Expansion Units (31 Oct. 2006)

a. Cilegon Factory          - US$    450.0 million

b. Tanah Laut Factory    - US$ 1,450.0 million

c. Total Investment         - US$ 1,900.0 million

 

Started Operation :

September 1997

 

Brand Name :

ESSAR

 

Technical Assistance :

ESSAR STEEL LTD. of India

 

Number of Employee :

560 persons

 

Marketing Area :

Export       - 50%

Domestic  - 50%

 

Main Customers :

Buyers in Bangladesh, Vietnam, Sri Lanka, Philippine, Malaysia, the USA and other countries

 

Market Situation :

Very Competitive

 

Main Competitors :

a. P.T. KRAKATAU STEEL

b. P.T. ISPAT STEEL

c. P.T. BAJA INDO ERA PRIMA

d. P.T. SRIREJEKI PERDANA STEEL

 

Business Trend :

Growing

 

 

BANKER, AUDITOR & LITIGATION

 

Bankers :

a. P.T. Bank MANDIRI Tbk

    Ruko Mega Mall Cibitung Blok B1-2

    Kawasan Industri MM2100, Cibitung

    West Java, Indonesia

b. Hongkong and Shanghai Banking Corp. Ltd.
---+---
### Written task 1
Reproduce the part of the factory profile between "a. P.T. Bank" and "Banking Corp. Ltd.", inclusive, word for word.
---+---
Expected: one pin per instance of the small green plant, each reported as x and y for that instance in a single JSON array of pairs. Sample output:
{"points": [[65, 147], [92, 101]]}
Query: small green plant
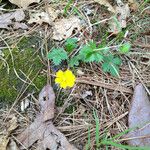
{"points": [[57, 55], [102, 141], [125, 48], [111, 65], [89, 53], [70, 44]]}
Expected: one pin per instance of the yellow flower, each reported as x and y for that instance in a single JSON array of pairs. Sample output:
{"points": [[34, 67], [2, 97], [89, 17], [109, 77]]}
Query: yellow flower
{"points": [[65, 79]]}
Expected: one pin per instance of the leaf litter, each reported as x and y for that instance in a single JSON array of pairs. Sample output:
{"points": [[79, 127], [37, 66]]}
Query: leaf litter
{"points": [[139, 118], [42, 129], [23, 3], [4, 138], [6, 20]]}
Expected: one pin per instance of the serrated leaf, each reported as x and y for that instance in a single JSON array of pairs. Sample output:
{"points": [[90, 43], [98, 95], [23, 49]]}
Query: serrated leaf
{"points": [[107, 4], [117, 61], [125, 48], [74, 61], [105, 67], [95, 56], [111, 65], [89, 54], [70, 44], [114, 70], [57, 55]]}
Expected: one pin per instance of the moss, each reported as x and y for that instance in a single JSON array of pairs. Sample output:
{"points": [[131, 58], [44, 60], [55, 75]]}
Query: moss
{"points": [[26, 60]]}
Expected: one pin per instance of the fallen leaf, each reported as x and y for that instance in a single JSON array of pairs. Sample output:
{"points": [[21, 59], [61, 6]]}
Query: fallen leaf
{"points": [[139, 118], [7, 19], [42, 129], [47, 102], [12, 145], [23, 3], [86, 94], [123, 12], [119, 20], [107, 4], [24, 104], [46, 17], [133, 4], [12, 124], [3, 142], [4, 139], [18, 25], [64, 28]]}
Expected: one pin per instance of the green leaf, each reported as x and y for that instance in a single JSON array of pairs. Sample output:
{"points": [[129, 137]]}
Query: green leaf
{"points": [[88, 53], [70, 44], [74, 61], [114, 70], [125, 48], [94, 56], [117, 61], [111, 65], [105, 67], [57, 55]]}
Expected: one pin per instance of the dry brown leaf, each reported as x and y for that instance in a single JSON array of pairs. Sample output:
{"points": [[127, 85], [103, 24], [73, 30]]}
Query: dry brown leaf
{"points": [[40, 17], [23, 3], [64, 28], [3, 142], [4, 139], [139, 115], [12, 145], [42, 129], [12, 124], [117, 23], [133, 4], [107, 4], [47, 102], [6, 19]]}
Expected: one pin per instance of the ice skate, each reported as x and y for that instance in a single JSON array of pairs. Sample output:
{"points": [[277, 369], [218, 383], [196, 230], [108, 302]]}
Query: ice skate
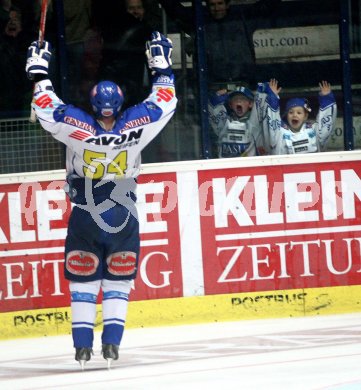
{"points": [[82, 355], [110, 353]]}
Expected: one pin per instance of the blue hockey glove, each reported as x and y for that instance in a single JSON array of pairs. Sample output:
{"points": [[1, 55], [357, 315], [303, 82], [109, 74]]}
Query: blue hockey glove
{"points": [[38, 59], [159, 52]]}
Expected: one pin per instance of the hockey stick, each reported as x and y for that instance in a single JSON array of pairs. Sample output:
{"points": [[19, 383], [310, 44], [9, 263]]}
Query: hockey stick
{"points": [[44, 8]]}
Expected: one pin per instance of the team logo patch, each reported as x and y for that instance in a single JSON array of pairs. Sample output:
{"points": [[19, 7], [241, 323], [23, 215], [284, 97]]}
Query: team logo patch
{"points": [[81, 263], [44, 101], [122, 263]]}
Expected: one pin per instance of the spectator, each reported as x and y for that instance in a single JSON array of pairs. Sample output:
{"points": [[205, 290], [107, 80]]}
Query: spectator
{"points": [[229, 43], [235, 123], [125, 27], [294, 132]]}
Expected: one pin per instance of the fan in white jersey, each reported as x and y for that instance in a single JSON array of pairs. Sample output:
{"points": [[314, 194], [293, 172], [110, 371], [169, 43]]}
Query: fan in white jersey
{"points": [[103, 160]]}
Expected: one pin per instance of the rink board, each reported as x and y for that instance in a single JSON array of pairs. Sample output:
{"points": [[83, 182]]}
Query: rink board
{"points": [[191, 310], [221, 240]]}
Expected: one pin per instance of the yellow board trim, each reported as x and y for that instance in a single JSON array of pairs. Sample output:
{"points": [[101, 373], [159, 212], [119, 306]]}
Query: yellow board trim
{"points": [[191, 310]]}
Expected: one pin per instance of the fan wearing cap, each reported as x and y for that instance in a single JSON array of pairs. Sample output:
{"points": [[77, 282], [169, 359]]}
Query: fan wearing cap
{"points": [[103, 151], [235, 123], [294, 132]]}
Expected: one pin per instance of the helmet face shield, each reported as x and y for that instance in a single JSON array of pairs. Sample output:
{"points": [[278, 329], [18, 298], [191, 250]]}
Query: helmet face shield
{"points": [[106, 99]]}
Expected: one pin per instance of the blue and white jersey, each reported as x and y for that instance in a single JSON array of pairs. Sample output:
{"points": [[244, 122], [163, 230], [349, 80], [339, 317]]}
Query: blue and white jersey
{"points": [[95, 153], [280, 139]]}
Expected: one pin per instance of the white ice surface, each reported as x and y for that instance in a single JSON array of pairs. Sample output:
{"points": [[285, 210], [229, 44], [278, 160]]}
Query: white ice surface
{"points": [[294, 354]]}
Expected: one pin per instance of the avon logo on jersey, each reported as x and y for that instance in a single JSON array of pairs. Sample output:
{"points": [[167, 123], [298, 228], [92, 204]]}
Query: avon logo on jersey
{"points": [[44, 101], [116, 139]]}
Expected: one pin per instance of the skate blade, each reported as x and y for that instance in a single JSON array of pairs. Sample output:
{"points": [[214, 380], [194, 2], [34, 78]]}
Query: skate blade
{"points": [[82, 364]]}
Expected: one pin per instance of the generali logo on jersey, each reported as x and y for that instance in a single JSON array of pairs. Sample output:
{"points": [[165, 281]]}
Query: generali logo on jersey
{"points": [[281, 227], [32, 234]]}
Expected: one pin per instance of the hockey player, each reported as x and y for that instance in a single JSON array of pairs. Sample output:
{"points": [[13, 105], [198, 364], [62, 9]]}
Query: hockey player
---+---
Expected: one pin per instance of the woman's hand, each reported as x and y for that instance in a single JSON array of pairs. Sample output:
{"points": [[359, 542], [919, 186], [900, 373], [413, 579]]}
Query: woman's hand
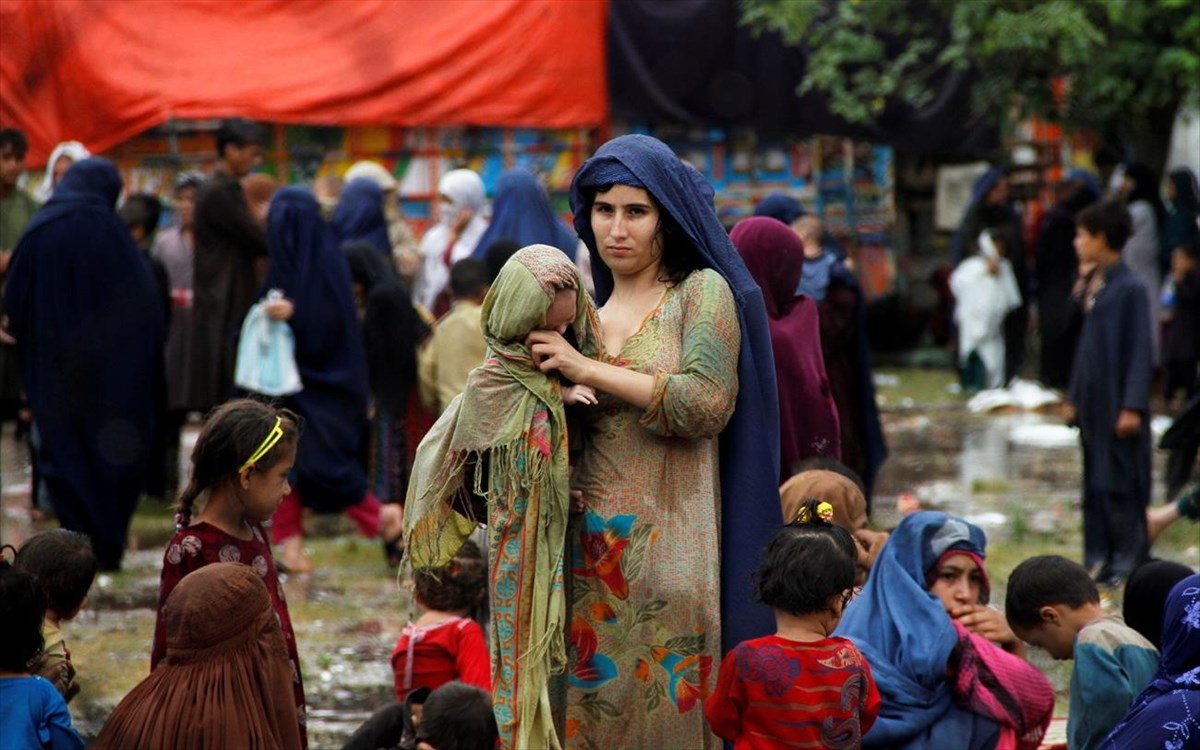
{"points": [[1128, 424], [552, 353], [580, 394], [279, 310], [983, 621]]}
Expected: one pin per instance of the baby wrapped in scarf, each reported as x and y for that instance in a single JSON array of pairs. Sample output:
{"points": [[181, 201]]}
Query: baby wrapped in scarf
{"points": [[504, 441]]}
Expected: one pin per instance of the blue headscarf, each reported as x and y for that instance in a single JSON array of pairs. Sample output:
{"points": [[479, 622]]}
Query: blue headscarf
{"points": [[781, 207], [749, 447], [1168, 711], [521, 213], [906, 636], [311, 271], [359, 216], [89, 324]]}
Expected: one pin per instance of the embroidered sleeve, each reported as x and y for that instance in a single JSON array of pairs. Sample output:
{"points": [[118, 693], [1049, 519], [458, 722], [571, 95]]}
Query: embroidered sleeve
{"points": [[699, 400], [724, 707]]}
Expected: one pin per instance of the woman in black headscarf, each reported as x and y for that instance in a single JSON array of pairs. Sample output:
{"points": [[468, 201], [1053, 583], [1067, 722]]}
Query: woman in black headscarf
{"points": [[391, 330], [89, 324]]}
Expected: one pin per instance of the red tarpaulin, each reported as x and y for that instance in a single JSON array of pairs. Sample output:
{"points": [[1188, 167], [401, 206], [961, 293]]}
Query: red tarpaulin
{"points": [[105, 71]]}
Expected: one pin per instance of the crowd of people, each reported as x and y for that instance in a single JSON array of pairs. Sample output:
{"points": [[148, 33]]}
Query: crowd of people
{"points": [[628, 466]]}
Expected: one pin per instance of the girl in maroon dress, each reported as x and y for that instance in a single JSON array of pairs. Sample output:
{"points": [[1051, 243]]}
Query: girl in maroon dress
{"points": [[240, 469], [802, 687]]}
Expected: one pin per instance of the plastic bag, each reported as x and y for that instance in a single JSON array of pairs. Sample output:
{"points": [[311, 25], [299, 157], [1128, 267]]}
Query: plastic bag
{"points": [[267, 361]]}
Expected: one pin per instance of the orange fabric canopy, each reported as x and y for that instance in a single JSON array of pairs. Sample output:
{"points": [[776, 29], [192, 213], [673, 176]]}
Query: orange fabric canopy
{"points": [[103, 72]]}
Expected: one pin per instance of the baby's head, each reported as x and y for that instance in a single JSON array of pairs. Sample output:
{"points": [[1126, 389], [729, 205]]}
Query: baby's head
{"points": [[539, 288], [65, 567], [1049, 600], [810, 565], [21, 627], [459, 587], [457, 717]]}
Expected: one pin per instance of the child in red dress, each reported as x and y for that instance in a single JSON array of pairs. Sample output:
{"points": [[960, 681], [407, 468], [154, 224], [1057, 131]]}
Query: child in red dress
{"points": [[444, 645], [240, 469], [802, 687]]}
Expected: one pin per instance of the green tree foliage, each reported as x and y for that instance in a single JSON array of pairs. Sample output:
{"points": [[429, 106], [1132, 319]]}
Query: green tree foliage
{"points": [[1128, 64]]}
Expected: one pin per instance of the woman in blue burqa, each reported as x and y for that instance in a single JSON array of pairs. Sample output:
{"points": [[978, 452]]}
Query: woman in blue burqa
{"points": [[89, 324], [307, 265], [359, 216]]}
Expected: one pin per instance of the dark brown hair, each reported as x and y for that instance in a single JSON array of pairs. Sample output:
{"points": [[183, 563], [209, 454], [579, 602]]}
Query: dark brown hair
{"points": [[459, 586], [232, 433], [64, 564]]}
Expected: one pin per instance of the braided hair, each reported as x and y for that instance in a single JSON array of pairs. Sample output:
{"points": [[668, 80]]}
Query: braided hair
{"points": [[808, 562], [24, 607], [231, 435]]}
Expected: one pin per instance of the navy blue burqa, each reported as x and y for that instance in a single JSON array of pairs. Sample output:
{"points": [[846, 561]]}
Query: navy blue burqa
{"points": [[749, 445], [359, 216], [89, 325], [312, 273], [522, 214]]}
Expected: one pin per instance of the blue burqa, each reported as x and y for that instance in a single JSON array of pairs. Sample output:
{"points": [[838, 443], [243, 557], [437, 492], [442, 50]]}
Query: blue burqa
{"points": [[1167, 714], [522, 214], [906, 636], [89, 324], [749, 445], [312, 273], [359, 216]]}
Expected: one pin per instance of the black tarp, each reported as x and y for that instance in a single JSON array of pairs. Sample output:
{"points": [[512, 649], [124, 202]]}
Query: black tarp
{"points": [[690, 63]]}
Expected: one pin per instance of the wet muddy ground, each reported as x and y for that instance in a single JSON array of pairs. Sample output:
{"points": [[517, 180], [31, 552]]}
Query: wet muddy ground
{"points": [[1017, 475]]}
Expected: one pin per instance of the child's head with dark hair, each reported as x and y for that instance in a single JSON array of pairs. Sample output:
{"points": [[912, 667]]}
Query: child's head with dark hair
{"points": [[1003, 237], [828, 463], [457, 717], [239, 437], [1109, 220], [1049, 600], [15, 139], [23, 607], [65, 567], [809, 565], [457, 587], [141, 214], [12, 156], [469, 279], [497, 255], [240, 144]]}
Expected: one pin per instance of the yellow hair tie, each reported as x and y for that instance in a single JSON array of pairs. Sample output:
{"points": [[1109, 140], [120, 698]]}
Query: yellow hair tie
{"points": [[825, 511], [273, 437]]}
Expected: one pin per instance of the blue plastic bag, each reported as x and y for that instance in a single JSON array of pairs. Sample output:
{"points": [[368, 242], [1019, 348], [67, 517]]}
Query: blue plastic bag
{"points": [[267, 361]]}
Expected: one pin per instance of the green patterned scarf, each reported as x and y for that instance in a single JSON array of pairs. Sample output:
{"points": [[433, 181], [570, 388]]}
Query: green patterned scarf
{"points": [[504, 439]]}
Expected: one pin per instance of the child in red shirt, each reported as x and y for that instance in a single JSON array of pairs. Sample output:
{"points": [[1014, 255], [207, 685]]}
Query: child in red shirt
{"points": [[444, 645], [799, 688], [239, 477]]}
---+---
### Written task 2
Count how many lines in the records contain the string "wearing", treating case as significant, and reply with the number alone.

### Task solution 1
a. P.T. Bank MANDIRI Tbk

    Ruko Mega Mall Cibitung Blok B1-2

    Kawasan Industri MM2100, Cibitung

    West Java, Indonesia

b. Hongkong and Shanghai Banking Corp. Ltd.

### Task solution 2
2